Extracted information start

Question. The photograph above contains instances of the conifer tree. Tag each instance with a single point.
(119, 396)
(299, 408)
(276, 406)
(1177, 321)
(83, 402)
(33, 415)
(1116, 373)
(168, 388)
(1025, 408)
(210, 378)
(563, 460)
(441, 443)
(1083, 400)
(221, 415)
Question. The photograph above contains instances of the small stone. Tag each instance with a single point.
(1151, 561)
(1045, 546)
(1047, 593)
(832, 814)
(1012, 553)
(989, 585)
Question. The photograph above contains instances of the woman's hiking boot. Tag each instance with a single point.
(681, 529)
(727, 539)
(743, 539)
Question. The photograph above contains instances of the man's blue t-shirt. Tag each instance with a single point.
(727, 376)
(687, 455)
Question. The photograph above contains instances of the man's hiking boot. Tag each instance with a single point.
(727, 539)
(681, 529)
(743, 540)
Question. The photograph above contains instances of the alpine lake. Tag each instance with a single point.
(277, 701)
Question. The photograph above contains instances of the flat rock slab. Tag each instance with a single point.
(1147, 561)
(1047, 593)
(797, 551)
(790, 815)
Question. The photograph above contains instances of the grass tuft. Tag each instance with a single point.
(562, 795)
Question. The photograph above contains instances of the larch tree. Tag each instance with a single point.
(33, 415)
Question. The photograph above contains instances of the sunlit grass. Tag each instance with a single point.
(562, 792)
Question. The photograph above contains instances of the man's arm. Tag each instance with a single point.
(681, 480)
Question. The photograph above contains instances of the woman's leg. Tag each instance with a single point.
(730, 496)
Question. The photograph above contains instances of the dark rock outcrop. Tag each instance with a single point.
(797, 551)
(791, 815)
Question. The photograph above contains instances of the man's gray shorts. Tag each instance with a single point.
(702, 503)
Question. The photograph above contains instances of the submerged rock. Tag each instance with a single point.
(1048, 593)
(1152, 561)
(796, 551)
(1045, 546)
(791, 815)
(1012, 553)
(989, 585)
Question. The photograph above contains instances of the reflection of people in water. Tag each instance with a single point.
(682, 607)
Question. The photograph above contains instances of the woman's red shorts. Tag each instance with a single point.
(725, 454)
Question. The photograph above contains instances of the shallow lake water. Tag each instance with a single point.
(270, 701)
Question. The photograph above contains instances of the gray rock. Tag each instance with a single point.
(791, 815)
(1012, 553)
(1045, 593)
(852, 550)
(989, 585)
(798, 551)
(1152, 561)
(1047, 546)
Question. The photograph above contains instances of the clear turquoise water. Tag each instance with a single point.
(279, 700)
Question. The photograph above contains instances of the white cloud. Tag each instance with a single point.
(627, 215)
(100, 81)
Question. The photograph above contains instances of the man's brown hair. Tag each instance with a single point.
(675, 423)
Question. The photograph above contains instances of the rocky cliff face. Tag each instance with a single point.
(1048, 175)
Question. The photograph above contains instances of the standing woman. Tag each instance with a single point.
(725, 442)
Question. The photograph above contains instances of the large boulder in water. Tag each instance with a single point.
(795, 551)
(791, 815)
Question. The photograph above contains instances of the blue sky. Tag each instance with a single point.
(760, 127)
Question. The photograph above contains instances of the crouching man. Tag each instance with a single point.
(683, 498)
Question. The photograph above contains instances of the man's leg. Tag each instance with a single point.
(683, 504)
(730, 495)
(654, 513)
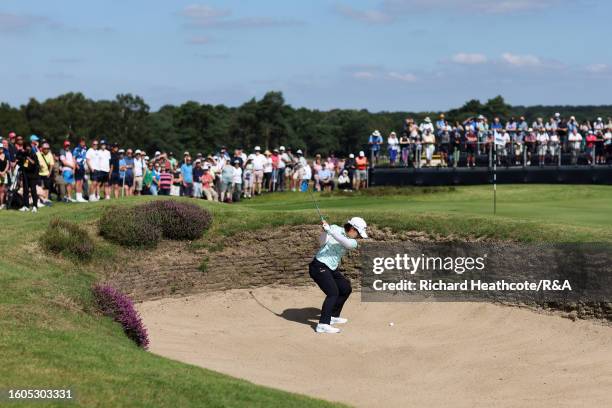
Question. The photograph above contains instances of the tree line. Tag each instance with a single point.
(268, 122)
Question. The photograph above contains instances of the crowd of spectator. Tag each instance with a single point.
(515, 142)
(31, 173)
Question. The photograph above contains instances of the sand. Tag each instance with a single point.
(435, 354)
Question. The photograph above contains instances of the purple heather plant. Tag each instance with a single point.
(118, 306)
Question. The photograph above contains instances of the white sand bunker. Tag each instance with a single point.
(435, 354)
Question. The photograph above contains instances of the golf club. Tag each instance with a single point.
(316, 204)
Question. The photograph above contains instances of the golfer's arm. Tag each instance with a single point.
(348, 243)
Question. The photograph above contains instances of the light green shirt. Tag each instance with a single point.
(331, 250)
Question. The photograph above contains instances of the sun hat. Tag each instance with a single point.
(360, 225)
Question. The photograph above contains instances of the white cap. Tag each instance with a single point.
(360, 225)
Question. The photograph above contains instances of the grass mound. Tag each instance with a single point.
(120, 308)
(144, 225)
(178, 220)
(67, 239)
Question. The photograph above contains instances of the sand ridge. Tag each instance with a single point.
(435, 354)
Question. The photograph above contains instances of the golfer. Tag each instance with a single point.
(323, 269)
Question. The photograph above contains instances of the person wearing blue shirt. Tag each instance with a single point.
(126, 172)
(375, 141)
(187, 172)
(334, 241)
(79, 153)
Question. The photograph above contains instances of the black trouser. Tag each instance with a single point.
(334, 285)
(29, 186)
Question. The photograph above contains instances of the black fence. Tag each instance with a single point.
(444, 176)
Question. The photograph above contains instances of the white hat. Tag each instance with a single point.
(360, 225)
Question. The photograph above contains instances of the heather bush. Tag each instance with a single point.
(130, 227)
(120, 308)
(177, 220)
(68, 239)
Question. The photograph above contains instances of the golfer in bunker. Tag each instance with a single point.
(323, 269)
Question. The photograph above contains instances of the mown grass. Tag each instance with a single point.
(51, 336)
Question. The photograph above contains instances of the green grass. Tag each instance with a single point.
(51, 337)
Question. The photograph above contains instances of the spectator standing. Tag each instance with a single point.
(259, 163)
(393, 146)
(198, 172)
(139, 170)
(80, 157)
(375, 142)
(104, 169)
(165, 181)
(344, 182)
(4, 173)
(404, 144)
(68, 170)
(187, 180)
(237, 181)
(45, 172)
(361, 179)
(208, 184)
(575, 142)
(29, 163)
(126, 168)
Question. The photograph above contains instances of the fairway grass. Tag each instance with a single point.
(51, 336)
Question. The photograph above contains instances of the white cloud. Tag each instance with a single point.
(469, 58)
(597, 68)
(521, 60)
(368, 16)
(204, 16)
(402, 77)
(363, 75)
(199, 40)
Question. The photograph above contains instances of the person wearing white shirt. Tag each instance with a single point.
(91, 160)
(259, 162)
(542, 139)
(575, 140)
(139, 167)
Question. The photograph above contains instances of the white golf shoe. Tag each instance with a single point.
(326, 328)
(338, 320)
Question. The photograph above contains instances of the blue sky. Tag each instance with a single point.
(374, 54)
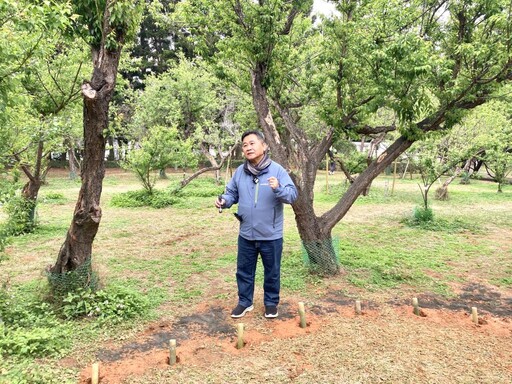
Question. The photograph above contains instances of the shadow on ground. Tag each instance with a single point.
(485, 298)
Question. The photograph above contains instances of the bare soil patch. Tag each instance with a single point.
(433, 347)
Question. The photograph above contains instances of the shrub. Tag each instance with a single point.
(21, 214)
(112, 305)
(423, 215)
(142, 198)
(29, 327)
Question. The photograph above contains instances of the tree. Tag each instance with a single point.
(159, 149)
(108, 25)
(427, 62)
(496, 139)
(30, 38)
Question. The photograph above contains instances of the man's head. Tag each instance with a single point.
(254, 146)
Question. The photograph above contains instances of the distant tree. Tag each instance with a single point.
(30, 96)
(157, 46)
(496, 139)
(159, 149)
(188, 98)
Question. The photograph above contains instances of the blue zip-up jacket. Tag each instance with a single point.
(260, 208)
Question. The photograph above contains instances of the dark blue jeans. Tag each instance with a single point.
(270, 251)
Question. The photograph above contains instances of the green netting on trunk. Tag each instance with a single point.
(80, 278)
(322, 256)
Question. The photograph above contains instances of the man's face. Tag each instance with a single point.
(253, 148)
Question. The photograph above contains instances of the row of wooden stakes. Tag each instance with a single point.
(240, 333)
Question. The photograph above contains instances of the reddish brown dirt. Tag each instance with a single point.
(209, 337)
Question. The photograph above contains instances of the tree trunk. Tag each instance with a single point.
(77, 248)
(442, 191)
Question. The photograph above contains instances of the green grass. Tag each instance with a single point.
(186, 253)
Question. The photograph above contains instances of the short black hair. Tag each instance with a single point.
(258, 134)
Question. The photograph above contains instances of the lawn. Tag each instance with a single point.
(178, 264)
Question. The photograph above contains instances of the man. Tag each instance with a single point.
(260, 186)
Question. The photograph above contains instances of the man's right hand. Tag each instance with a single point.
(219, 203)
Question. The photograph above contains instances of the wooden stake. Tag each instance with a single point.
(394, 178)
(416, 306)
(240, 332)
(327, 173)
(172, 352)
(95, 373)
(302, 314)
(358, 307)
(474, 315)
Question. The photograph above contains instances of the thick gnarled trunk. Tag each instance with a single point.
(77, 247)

Extracted information end

## [Problem requirements]
Repeat exactly the lines above from the line that contains "jacket. Tag each instance with a single point." through the end. Include both of these ends; leave out everything else.

## [Full solution]
Question. The photograph above contains instances of the blue zip-up jacket. Tag each instance with a single point.
(260, 208)
Question. The photograph above contains instances of the dark blue jeans. Tag each instance with a single point.
(270, 251)
Question. The photograph above contains instances of the green netting on trunk. Tag each instance with a single point.
(80, 278)
(322, 256)
Question. The photograph above contains instances of the man's face. Tag each instance with a single point.
(253, 148)
Question. The photograph above contains instances of the row of wooden stakes. Tag each instance with a single point.
(240, 333)
Question. The photograph above contains instances of the reddish brown dirt. Tag each instance with a single point.
(209, 337)
Question. The photograph above contains instances of the tree trunk. Tag each instance with a single point.
(77, 248)
(442, 191)
Question. The photograph above contains instances of the green grass. Tag each instance with a single point.
(186, 253)
Question. The photograph above contains instances of the short black hair. Tag each instance with a single point.
(258, 134)
Question. The photograph above contains instances of the lawn. Tag each instance with a single point.
(178, 264)
Question. The photograph above contains instances of the man. Tag each instance with a single point.
(260, 186)
Question. The photograph above contains instances of the man's right hand. Tag each instance with a single point.
(219, 203)
Question. The photograph above contains instances of the wooden stake. Tag each instance with a single point.
(394, 178)
(416, 306)
(240, 332)
(327, 173)
(172, 352)
(95, 373)
(302, 314)
(358, 307)
(474, 315)
Question. The photograph above contains instances of the thick gnarled trunk. Tag each instance with a single point.
(77, 247)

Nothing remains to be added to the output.